Document text:
Effective January 1, 2006, we adopted the fair value recognition provisions of
the current guidelines of the FASB, using the modified prospective method. Under
this method, the provisions of such guidance apply to all awards granted or
modified after the date of adoption and all previously granted awards not yet
vested as of the date of adoption.
Determining
the appropriate fair value model and calculating the fair value of stock-based
payment awards require the input of highly subjective assumptions, including the
expected life of the stock-based payment awards and stock price volatility. We
use the Black-Scholes option-pricing model to value compensation expense. The
assumptions used in calculating the fair value of stock-based payment awards
represent management’s best estimates, but the estimates involve inherent
uncertainties and the application of management judgment. As a result, if
factors change and we use different assumptions, our stock-based compensation
expense could be materially different in the future.
(c)
Goodwill and Intangible Assets
As
required by the Financial Accounting Standards Board, management performs
impairment tests of goodwill and indefinite-lived intangible assets whenever an
event occurs or circumstances change that indicate impairment has more likely
than not occurred. Also, management performs impairment testing of goodwill and
indefinite-lived intangible assets at least annually.
In
accordance with guidance of the Financial Accounting Standards Board, management
tests goodwill for impairment at the reporting unit level. The Company has
only one reporting unit. At the time of goodwill impairment testing,
management determines fair value through the use of a discounted cash flow
valuation model incorporating discount rates commensurate with the risks
involved its reporting unit. If the calculated fair value is less than the
current carrying value, impairment of the Company may exist. The use of a
discounted cash flow valuation model to determine estimated fair value is common
practice in impairment testing in the absence of available domestic and
international transactional market evidence to determine the fair value. The key
assumptions used in the discounted cash flow valuation model for impairment
testing include discount rates, growth rates, cash flow projections and terminal
value rates.
In
accordance with guidance of the Financial Accounting Standards Board, the
Company reviews intangible assets subject to amortization at least annually to
determine if any adverse conditions exist or a change in circumstances has
occurred that would indicate impairment or a change in the remaining useful
life. If the carrying value of an asset exceeds its undiscounted cash
flows, the Company writes down the carrying value of the intangible asset to its
fair value in the period identified. If the carrying value of assets is
determined not to be recoverable, the Company records an impairment loss equal
to the excess of the carrying value over the fair value of the assets. The
Company’s estimate of fair value is based on the best information available, in
the absence of quoted market prices. The Company generally calculates fair
value as the present value of estimated future cash flows that the Company
expects to generate from the asset using a discounted cash flow income approach
as described above. If the estimate of an intangible asset’s remaining
useful life is changed, the Company amortizes the remaining carrying value of
the intangible asset prospectively over the revised remaining useful
life.
(d)

Provided data:
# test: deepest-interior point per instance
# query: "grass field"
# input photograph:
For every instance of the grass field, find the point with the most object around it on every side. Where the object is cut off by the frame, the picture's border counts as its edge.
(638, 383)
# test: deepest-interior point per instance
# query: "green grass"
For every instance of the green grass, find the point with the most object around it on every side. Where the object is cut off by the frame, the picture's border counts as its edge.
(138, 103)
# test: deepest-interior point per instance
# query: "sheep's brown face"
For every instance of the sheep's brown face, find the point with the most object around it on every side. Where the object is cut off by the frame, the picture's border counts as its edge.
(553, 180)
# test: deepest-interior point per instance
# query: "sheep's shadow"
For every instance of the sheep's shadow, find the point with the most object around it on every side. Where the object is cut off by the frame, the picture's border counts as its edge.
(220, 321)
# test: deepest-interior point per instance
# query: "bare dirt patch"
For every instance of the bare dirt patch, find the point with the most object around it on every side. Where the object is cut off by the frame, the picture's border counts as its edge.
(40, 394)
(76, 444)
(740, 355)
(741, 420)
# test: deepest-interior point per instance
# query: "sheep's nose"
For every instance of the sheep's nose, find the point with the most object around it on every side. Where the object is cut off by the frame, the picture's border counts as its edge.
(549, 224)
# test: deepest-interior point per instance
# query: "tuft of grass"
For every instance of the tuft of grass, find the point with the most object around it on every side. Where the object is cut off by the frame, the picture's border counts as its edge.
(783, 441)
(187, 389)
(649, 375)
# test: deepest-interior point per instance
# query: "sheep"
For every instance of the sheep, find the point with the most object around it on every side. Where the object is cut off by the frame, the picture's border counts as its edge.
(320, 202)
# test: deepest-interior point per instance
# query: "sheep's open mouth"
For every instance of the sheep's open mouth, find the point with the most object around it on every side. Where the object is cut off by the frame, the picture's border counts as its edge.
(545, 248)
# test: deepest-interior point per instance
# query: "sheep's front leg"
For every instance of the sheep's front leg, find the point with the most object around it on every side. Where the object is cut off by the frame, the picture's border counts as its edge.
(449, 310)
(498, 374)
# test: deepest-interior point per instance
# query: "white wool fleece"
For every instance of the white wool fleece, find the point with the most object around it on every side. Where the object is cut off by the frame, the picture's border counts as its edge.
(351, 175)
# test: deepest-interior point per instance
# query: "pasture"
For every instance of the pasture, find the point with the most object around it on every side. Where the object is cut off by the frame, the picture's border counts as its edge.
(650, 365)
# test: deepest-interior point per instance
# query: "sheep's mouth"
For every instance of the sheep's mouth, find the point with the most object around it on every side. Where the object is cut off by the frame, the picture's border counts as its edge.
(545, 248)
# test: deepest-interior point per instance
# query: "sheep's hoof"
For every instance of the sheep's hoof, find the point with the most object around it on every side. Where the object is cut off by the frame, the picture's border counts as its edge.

Problems to solve:
**1.** According to the accounting policies text, which model does the company use to value compensation expense?
**2.** Repeat everything in the accounting policies text from "Effective January 1, 2006, we" down to "date of adoption.".

Final results:
**1.** The Black-Scholes option-pricing model.

**2.**
Effective January 1, 2006, we adopted the fair value recognition provisions of
the current guidelines of the FASB, using the modified prospective method. Under
this method, the provisions of such guidance apply to all awards granted or
modified after the date of adoption and all previously granted awards not yet
vested as of the date of adoption.